▶ Что требуется
Напишите продолжение статьи о дефиците и затоваривании в плановой экономике, начиная сразу после ее последнего предложения.

▶ Текст для чтения

/---

Архивный материал о не случившемся направлении науки — вещеведении. А также иллюстрация, почему невозможна плановая экономика. Впервые опубликован в журнале «Декоративное искусство СССР», № 10–1986.
Был удобный бытовой предмет — фарфоровая кружка примерно трехсотграммовой емкости. Она хорошо «шла» в магазинах. Торговля заказывала, производство росло, механизировалось, на ряде заводов появились специальные поточные линии. И вот постепенно спрос, как и следовало ожидать, был на какое-то время удовлетворен — не каждый ведь день мы бьем эти кружки и покупаем новые. Торговля перестала заказывать. Заводам планы изменили, линии размонтировали. Сегодня фарфоровой кружки в магазинах не найдешь, в лучшем случае дорогой бокал с блюдцем, богато вручную расписанный и стоящей не копейки, а рубли.
Было сносное положение с постельным бельем. Потом оно исчезло. Стали выдавать лишь молодоженам по талонам ЗАГСА — по две простынки. Сейчас — оно вновь в любом магазине. Торговля уже начинает отказываться особенно от белья фабрик местпрома, «украшенного» малюсенькой вставочкой машинных кружев и стоящего чуть не в полтора раза дороже. Базы и склады забиты. Не надо быть прогнозистом, чтобы предсказать… вы уже поняли? Да, через два года белье, видимо, вновь попадет в дефицит.
Вот так и живем — от затоваривания к дефициту, от дефицита — к затовариванию. И заметьте, мы коснулись самых простых потребительских товаров. Что же касается более сложных…
Есть много причин так называемой «пульсирующей экономики». О них писали и пишут в газетах, обсуждают на совещаниях, а результат с точки зрения покупателя, все тот же» «Зашла в магазин, всего полно, а купить нечего». Люди уже стали даже привыкать к этой системе, считать ее чуть ли не нормальной. Выработались и соответствующие психологические стереотипы, рода «кодекс потребителя»: если появилась нужная тебе вещь, не ищи и не бегай по магазинам в начале месяца, все равно не найдешь. Дождись последних чисел, лучше конца квартала. Тогда не, может быть, «выкинут» «для плана». Не покупай какой-либо вещи, особенно технической — часов, утюга, телевизора, — если на товарном ярлыке обозначена дата выпуска — конец месяца, а тем паче — квартала. Наверняка будет брак, следствие штурмовщины и необходимости выполнить план любой ценой. Заводи себе знакомых, могущих что-либо достать. Стремись и сам в какой-либо сфере стать для них «нужняком» и строй свои взаимоотношения людьми по веками опробованному методу натурального обмена.
{…}
Если бы речь шла только о количестве планируемого, вопрос был бы не так сложен. В конце концов, чтобы избежать элементарных ошибок, с которых мы начали статью, достаточно здравого смысла и ответственности. {…} Все становится гораздо сложнее, когда дефицит уже не может служить средством исправления других ошибок — недоучета потребности, производства того, от чего покупатель отказывается в ситуации изобилия и возможности выбора. Мы к такой ситуации, скажем честно, не привыкли.

\---

▶ Исходные данные
/---

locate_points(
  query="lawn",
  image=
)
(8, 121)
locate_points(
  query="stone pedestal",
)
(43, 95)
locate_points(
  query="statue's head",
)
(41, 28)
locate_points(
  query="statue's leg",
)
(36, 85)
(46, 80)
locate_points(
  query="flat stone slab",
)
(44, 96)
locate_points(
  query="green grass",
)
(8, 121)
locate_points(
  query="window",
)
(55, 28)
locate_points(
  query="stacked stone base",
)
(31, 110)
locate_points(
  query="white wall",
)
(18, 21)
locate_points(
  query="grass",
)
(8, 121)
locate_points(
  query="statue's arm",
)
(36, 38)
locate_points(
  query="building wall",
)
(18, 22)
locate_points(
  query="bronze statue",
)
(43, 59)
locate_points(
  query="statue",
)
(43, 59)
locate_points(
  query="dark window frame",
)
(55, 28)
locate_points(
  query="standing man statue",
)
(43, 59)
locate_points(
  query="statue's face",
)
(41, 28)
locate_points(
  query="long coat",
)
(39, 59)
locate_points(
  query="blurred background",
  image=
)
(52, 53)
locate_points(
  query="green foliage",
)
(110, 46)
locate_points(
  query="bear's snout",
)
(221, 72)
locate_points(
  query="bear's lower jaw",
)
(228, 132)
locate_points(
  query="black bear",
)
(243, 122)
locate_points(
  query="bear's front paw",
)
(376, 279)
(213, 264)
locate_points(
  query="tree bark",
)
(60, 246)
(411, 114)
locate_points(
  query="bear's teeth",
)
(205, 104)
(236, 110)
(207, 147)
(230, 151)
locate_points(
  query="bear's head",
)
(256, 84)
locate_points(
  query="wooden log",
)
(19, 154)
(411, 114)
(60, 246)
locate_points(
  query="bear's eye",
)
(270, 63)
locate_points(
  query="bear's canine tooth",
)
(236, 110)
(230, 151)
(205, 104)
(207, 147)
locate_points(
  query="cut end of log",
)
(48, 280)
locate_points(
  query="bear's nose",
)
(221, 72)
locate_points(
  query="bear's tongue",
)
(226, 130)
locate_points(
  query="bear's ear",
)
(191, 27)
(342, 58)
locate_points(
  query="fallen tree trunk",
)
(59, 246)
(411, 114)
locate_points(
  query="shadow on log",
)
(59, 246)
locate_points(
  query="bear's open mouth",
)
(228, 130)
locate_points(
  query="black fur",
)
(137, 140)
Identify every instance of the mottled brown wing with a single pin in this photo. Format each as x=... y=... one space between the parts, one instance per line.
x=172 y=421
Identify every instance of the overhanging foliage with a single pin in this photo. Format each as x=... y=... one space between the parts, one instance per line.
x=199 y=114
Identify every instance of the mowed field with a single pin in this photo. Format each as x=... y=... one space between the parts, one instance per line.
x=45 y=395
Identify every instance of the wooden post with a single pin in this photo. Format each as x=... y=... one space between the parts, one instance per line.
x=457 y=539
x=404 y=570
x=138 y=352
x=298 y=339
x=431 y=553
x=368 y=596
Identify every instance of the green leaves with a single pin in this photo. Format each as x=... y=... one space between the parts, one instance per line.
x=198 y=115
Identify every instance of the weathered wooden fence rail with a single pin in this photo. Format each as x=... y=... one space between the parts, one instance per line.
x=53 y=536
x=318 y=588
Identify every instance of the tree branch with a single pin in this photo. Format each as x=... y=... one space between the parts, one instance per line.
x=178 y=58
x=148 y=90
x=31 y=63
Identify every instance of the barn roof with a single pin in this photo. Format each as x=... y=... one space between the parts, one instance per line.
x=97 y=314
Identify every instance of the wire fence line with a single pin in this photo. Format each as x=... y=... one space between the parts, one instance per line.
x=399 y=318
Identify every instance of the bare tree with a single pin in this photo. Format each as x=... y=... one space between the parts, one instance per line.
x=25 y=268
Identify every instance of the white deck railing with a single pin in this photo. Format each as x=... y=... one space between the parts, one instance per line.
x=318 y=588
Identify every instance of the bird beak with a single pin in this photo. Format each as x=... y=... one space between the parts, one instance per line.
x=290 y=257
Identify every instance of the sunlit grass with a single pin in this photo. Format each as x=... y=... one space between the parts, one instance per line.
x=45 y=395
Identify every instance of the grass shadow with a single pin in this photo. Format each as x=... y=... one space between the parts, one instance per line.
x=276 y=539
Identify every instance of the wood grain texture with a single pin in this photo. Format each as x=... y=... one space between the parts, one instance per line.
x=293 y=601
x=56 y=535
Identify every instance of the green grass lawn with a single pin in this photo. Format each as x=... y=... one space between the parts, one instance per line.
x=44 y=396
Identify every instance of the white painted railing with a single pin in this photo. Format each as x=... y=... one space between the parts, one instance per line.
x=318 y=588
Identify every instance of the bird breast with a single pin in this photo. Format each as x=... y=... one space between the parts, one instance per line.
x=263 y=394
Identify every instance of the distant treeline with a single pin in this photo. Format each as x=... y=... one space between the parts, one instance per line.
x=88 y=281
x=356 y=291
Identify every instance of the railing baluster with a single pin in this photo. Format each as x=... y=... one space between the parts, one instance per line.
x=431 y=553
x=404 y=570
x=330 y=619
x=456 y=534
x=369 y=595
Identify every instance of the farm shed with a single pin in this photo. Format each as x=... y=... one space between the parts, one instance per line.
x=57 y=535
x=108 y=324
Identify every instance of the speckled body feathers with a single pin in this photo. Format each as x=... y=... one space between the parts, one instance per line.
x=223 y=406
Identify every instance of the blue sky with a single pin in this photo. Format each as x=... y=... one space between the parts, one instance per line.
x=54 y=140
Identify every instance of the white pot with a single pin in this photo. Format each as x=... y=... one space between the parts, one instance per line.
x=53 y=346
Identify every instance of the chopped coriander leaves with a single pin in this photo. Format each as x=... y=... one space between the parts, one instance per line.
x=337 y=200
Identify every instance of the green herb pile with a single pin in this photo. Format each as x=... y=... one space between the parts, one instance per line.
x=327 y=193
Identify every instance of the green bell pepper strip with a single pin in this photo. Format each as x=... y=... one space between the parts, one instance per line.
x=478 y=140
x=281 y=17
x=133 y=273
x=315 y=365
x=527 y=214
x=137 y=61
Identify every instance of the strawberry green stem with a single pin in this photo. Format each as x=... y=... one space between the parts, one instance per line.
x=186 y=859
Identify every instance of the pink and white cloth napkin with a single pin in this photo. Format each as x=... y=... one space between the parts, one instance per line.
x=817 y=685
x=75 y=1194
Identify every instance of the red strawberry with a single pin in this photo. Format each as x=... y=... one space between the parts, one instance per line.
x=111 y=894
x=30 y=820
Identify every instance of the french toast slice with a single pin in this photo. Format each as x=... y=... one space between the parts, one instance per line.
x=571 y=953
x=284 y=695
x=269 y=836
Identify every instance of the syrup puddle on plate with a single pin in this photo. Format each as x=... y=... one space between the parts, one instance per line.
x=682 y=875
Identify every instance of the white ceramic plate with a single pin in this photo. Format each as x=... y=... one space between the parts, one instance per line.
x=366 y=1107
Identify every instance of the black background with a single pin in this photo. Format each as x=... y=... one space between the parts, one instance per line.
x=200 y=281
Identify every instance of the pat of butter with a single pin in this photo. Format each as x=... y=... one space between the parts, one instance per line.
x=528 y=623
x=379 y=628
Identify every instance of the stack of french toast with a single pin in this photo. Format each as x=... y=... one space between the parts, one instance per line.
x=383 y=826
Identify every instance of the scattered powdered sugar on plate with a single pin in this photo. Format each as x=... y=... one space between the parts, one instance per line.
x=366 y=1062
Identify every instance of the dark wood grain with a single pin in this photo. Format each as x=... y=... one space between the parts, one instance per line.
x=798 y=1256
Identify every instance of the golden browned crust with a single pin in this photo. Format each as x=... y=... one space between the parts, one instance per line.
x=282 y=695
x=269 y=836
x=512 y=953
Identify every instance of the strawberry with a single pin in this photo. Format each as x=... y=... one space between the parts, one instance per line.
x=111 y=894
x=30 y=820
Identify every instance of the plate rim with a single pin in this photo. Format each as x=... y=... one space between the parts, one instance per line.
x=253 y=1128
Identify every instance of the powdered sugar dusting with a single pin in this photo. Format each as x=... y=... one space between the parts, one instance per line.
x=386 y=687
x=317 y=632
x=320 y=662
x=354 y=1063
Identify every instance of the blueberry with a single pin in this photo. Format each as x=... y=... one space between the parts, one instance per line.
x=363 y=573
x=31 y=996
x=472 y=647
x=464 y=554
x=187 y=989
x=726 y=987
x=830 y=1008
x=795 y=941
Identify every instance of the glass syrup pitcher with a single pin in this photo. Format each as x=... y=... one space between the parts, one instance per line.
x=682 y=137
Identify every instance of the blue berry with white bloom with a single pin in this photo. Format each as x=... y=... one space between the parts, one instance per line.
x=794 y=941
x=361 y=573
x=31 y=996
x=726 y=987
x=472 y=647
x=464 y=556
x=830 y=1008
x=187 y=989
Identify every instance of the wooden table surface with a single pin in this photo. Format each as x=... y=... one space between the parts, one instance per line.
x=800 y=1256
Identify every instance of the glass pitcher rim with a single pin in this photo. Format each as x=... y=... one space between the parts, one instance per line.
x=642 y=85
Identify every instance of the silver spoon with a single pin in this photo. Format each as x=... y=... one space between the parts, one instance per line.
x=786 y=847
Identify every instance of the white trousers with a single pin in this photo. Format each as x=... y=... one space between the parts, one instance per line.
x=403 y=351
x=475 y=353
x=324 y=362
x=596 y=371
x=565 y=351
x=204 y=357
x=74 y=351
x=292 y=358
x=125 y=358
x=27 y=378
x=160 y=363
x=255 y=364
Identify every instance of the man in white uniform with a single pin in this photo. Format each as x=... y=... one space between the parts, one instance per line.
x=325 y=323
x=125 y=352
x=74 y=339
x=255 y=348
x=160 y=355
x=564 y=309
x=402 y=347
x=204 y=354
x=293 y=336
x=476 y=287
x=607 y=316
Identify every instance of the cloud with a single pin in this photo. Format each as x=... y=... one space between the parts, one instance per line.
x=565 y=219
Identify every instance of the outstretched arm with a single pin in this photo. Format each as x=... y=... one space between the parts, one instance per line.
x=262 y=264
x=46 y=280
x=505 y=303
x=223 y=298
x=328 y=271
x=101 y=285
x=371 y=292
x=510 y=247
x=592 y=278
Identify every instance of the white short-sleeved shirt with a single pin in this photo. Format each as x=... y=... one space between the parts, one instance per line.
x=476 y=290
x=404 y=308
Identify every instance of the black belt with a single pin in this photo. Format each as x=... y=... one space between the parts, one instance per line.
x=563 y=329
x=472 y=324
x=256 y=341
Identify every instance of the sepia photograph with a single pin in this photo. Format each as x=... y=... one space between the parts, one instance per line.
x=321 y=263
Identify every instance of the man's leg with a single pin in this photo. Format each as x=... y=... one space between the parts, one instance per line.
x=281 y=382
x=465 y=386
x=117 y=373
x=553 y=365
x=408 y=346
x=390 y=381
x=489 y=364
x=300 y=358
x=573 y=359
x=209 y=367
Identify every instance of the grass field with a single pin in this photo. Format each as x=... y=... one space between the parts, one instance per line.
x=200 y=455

\---

▶ Ответ к задаче
Мы не можем — при всемерном поощрении инициативы и самостоятельности предприятий — делать основным хозяйственным регулятором принцип рыночной экономики. {…}
Только научное изучение вещи, этой основной субстанции второй природы, ее первичной клеточки, дает возможность разумно и целенаправленно развивать производство, совершенствовать планирование, регулировать потребление, избегать и затоваривания и дефицита и всех других явлений, поражающих «потребительскую» психологию.
Но не странно ли, мы исследуем самую маленькую букашку, до которой никому нет никакого дела; ученые спорят, пишут диссертации, патентуют открытия, а науки, изучающей именно то, что нас окружает, с чем мы ежедневно, на каждом шагу имеем дело, — науки о вещи нет. {…} И мне кажется (точнее я уверен), что дело не в отсутствии потребности — она велика — а в отсутствии современной гуманитарной науки, несмотря на все успехи и достижения, подойти к этому предмету.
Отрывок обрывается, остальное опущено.